▸ **Kutipan Teks**
Pertanyaan ini sulit saya jawab. Ada dua hal penyebabnya.
Pertama, orang (Batak) Simalungun mungkin tak mengakui saya orang Simalungun karena marga saya Siadari. Dan benar, ayah saya memang orang (Batak) Toba dan Siadari adalah marga orang Toba. Ibu saya lah yang orang Simalungun, bermarga Damanik. Tapi betul. Saya selalu merasa sebagai orang Simalungun. Dan pada saat yang sama orang Toba juga. Saya tumbuh di Sarimatondang, wilayah Simalungun. Dan sejak kecil iman saya ditempa oleh GKPS, yang 'menyapa' jemaatnya dengan Bahasa Simalungun. Dan teman saya tahu itu. Dan karena itu ia selalu menganggap saya orang Batak. Dan orang Simalungun. Apalagi ketika suatu saat kawan saya itu meresensi buku tentang panduan wisata dan menyinggung-nyinggung tentang wisata kebun teh di Sumatera Utara, saya bersikeras kepadanya agar memasukkan nama desa saya, Sarimatondang Sidamanik yang berada di wilayah Kabupaten Simalungun dalam resensinya itu. Dan ia memasukkannya. Dan mungkin karena itu lah ia bertambah kuat menduga saya orang Simalungun.

▸ **Petunjuk Pengerjaan**
(1) Dalam kutipan tentang identitas Simalungun di atas, apa marga ibu penulis?
(2) Tuliskan lanjutan kutipan tentang identitas Simalungun di atas, dimulai setelah kalimat terakhirnya.

[Cuplikan Dataset]
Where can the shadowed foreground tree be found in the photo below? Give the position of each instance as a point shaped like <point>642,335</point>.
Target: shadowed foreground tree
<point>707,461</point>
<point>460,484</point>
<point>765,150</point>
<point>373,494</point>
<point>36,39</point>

▸ **Jawaban Tugas**
(1) Damanik.

(2)
Kedua, pertanyaan si kawan sulit saya jawab karena saya memang tak mengenal Martin Sinaga. Saya memang selalu merasa dekat dan tersentuh setiap kali orang menyinggung GKPS, tempat saya dibaptis, angkat sidi dan menikah. Dan karena itu pula saya merasa kecewa karena saya tak mengenal Martin Sinaga yang dia katakan itu.

Itu sebabnya saya menjawabnya dengan pertanyaan pula. "Emang kenapa Martin Sinaga?"

"Hebat dia Jack," kata dia, menyapa saya dengan Jack, panggilan akrab kami satu sama lain. "Teologianya hebat."

Pujian itu sungguh memancing rasa penasaran saya. Dan saya pun mencoba-coba mencari tahu, siapa sih Martin Sinaga? Apalagi dari teman itu saya tahu bahwa Martin sudah menyandang gelar doktor teologia, sesuatu yang langka di lingkungan GKPS, kendati gereja itu sudah berusia 100 tahun.

Belakangan dari seorang kerabat, saya akhirnya tahu bahwa Martin adalah salah seorang putra dari Ny. Deborah Sinaga. Nah, nama ini memang akrab di telinga saya. Sebab, dulu ketika saya Sekolah Minggu, Bu Deborah adalah pendeta pembina Sekolah Minggu GKPS. Saya hanya sekali saja ketemu beliau, ketika ada pesta Sekolah Minggu di Sibuntuon, sebuah desa sejauh satu jam perjalanan dari kampung saya. Tetapi pertemuan itu sungguh mengesankan. Karena Bu Deborah Sinaga menghadiahi saya sebuah katekhismus karena saya berhasil menjawab sebuah pertanyaan kuis. (Tulisan saya tentang beliau, saya turunkan dalam judul Deborah yang Memukau).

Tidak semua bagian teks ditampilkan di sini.